■ **Tasks to perform**
[1] Translate this sentence from the cyclocross post into Spanish: "But this year I finally made it to Tod Cross, which happens to be right next to my wife's parents' house."
[2] According to the cyclocross post, which park did the race course go around?

■ **Passage given**
+ + +
As the saying goes, "there's a first time for everything" and Monday was a day of three firsts for me:

  1. Riding in a cyclocross race
  2. Riding a bike with disc brakes
  3. Riding a bike with a bamboo frame
For two autumns/winters I'd been trying to actually get to a race and continually failing for one reason or another. But this year I finally made it to Tod Cross, which happens to be right next to my wife's parents' house. After several days of continuous rain in Calderdale I was beginning to wonder what on earth I'd let myself in for, a feeling which was compounded by watching the veterans race (see excellent reports from Dave Haygarth and Alan Dorrington).


However, there was no chickening out to be had as I'd been very kindly lent a lovely bamboo framed mountain bike for the day by Rachel Hammond. A quick recce lap of the course around Centre Vale Park left me in no doubt that I'd be somewhere towards the back of the field after an autumn pretty much out of cycling with the arrival of our baby in September. Rachel has very kindly published a few words that I wrote about her bike, so I'll spare the details here.
+ + +
■ **Data records**

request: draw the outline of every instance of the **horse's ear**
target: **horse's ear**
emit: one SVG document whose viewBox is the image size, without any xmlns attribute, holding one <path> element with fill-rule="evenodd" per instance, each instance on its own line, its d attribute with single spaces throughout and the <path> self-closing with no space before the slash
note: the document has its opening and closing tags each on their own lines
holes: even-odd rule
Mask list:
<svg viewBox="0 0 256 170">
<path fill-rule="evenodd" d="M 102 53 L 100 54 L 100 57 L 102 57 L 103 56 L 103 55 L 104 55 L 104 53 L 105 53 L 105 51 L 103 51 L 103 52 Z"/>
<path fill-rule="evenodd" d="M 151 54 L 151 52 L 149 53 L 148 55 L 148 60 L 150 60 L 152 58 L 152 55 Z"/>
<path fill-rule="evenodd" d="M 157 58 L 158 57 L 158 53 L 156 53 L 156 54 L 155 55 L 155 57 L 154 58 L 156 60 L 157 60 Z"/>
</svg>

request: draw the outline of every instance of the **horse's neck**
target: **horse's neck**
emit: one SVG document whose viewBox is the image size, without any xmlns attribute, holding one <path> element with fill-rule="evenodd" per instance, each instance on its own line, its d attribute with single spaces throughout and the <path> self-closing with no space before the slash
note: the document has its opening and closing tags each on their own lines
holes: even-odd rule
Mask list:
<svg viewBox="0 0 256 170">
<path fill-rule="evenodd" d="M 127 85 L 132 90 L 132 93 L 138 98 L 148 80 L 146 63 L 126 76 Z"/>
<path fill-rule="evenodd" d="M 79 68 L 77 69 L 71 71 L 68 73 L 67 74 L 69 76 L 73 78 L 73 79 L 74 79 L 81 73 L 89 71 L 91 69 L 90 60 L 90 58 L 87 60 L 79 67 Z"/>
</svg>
+ + +
■ **Written responses**
[1] Pero este año por fin conseguí ir a Tod Cross, que resulta estar justo al lado de la casa de los padres de mi esposa.

[2] Centre Vale Park.